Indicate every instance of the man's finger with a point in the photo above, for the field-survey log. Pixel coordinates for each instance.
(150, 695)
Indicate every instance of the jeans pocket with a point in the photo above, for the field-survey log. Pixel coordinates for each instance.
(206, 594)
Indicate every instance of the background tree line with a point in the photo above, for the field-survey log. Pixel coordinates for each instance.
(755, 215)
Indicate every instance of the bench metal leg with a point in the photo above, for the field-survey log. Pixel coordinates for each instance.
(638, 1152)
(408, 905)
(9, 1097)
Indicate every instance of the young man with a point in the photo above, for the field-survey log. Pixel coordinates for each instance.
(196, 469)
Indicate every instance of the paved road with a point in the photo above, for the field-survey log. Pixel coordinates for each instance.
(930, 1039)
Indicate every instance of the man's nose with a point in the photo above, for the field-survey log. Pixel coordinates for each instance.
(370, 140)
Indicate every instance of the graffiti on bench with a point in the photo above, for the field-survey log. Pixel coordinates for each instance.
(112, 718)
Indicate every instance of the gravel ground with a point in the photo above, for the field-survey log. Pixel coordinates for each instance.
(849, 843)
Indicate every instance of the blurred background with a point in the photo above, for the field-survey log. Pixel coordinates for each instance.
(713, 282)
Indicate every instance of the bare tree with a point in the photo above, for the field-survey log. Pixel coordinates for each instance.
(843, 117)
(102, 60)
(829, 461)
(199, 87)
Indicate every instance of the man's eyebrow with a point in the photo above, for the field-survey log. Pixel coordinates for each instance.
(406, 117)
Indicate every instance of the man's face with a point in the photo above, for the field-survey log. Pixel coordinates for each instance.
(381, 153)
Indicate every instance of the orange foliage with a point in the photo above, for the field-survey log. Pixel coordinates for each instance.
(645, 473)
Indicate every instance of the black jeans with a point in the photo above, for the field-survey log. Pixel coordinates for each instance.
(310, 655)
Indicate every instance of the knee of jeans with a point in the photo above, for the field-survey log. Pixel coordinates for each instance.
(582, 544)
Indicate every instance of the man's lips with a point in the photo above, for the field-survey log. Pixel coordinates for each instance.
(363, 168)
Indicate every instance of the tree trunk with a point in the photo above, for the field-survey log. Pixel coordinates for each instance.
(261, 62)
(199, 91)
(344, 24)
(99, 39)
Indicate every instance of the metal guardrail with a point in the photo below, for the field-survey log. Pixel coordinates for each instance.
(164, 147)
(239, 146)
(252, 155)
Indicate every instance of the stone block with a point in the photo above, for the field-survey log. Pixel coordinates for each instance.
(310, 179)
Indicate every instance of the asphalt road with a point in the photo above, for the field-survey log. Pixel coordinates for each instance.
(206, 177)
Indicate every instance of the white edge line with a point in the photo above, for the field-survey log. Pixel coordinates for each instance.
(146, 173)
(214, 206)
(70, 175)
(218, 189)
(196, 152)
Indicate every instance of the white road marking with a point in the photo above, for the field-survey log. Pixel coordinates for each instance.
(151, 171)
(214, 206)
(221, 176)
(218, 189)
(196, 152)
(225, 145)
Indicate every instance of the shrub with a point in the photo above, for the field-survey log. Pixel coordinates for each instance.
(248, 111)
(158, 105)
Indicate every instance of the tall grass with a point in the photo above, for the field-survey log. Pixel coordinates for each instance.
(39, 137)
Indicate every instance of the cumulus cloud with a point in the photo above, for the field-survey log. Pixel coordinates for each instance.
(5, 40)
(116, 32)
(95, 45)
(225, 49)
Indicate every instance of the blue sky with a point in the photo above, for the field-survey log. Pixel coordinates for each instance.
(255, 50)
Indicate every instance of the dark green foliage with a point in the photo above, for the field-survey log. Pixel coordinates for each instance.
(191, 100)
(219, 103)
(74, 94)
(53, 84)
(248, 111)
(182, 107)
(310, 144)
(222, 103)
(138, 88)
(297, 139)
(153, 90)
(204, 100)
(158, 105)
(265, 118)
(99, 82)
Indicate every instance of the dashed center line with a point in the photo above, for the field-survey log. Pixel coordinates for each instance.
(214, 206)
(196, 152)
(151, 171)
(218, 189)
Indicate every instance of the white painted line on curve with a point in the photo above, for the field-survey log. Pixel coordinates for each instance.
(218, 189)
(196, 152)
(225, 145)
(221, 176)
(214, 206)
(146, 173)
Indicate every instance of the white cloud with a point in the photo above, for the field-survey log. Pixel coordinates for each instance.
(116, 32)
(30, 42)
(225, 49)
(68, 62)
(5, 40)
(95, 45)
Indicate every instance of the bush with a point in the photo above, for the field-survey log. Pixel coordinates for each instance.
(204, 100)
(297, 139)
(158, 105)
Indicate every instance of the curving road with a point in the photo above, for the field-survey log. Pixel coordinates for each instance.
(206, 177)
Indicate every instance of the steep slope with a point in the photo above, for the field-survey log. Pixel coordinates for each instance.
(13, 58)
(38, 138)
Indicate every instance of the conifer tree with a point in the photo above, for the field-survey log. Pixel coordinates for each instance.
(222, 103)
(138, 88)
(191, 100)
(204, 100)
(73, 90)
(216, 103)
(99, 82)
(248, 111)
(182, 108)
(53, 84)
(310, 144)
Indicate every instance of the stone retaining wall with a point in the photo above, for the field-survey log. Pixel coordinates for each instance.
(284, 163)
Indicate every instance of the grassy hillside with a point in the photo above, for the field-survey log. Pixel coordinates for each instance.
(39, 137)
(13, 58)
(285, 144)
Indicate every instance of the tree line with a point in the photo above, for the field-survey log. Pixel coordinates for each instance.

____________

## PROBLEM STATEMENT
Every entry should be output exactly as written, please.

## OUTPUT FOR THIS EXERCISE
Indicate every instance of the man's finger with a point in the photo above, for the field-survey log. Pixel coordinates for each instance.
(150, 695)
Indicate every instance of the jeans pocket with a point in the photo above, for the field-survey log. Pixel coordinates for each instance.
(206, 594)
Indicate every instance of the background tree line with a point in the photo above, for the field-survey log. Pixel coordinates for each instance.
(755, 215)
Indicate every instance of the bench metal leg with a point in the photo above, for the field-survey log. Pixel coordinates for each instance.
(638, 1152)
(408, 905)
(9, 1097)
Indicate every instance of the young man with a point in the photo above, for the field-survey log. Pixel coordinates for each instance.
(196, 469)
Indicate every instance of the paved road with a point in the photo above, for the field-survey log. Pixel coordinates for each instance.
(930, 1039)
Indicate every instance of the man's nose with a point in the photo above, for the field-survey log. Pixel coordinates for each instance.
(370, 140)
Indicate every instance of the graffiti on bench with a point in the photo above, for the field-survey log. Pixel coordinates for each instance.
(112, 718)
Indicate every instance of the gravel ground with a point in the photo above, for the field-survey log. Pixel coordinates for each instance.
(849, 843)
Indicate every instance of the blurred background with a point in the photo above, for the field-survey log. Pixel coordinates for each instance.
(713, 282)
Indicate every instance of the bare tree with a point in the photo above, for the field-survey log. Pixel coordinates for each instance.
(843, 117)
(102, 60)
(829, 461)
(199, 87)
Indicate every instance of the man's eyebrow with a point in the photo above, for the field-survey log. Pixel coordinates for each instance.
(406, 117)
Indicate every instance of the man's face with a point in the photo above, for the field-survey log. Pixel coordinates for each instance.
(381, 153)
Indicate every instance of the orange foliage with a point in the photo above, for the field-survey log. Pixel coordinates for each instance.
(645, 473)
Indicate every instance of the black jeans with a point in the photo above, for the field-survey log. Pixel coordinates for each instance.
(310, 655)
Indicate every instance of the knee of jeans with a point in the photo above, for the field-survey log. Pixel coordinates for each instance.
(582, 544)
Indicate every instance of the man's lips with a point in the photo above, for the field-survey log. Pixel coordinates for each instance.
(363, 168)
Indicate every instance of the tree trunk with a point in the photo above, for the field-survey log. Pixel coordinates for each instance.
(261, 62)
(199, 91)
(344, 24)
(99, 39)
Indicate every instance of the metal guardrail with a point in the photo below, for the field-survey log. Pixel coordinates for each instance.
(164, 147)
(239, 146)
(252, 155)
Indicate every instance of the stone block with a point in the photo above, for the field-survey log. Pixel coordinates for each instance.
(310, 179)
Indicate every instance of the asphalt road with a point in the photo above, for the field-survey log. Pixel coordinates for each instance.
(206, 177)
Indicate every instance of the white edge line with a point in the photo above, for the field-survey log. Pixel coordinates for each instance.
(146, 173)
(214, 206)
(70, 175)
(218, 189)
(196, 152)
Indicate every instance of the white road marking with a point in the photo above, for the field-survey log. Pixel coordinates for each instance.
(151, 171)
(214, 206)
(221, 176)
(218, 189)
(196, 152)
(225, 145)
Indicate every instance of the shrub with a point in the photo above, for the field-survey log. Pixel coordinates for each instance.
(248, 111)
(158, 105)
Indicate every instance of the tall grass with a point in the photo above, for the field-survey log. Pixel coordinates for each instance.
(39, 137)
Indicate every instance of the cumulus cloud with a point in the photo above, for the field-survey log. Pixel coordinates for each instance.
(5, 40)
(116, 32)
(95, 45)
(225, 49)
Indicate every instance of the blue sky with a point in the photo above, for the field-survey log. Pixel coordinates for each instance.
(255, 50)
Indicate every instance of the dark green foliage with a point in the photo above, for the field-survey log. Pixel coordinates for each instance.
(191, 100)
(219, 103)
(74, 94)
(53, 84)
(248, 111)
(182, 107)
(310, 144)
(222, 103)
(138, 88)
(297, 139)
(153, 90)
(204, 100)
(158, 105)
(265, 118)
(99, 82)
Indicate every instance of the dashed center line with a point in the photo above, for the field-survey log. Pixel coordinates for each instance.
(214, 206)
(196, 152)
(151, 171)
(218, 189)
Indicate every instance of the white painted line on curve with a point in the photo above, for the field-survey log. Pixel coordinates for each instance.
(218, 189)
(196, 152)
(225, 145)
(221, 176)
(214, 206)
(146, 173)
Indicate every instance of the white cloud with a point in the photo above, for the field-survey log. Pixel coordinates for each instance.
(116, 32)
(30, 42)
(225, 49)
(68, 62)
(5, 40)
(95, 45)
Indicate every instance of the bush with a point in the photo above, for the field-survey log. Pixel coordinates for each instance.
(204, 100)
(297, 139)
(158, 105)
Indicate every instance of the curving road with a point in the photo above, for the field-survey log. Pixel coordinates for each instance.
(206, 177)
Indicate every instance of the steep slope with a point in the photo above, for the field-survey log. Pixel coordinates for each instance.
(13, 58)
(38, 138)
Indicate every instance of the conifer tree with a point in the photo above, for the field-survey log. Pixel coordinates for each instance.
(222, 103)
(138, 88)
(191, 100)
(204, 100)
(73, 90)
(216, 103)
(99, 82)
(248, 111)
(182, 108)
(53, 84)
(310, 144)
Indicate every instance of the stone retaining wall with a point in the photo above, for the field-survey log. Pixel coordinates for each instance.
(284, 163)
Indicate every instance of the grassy hillside with a point in the photo above, for the field-survey log. Pixel coordinates for each instance.
(39, 137)
(13, 58)
(285, 144)
Indicate every instance of the tree line with a point in the photo above, for the field-survey log. Pixel coordinates for each instance.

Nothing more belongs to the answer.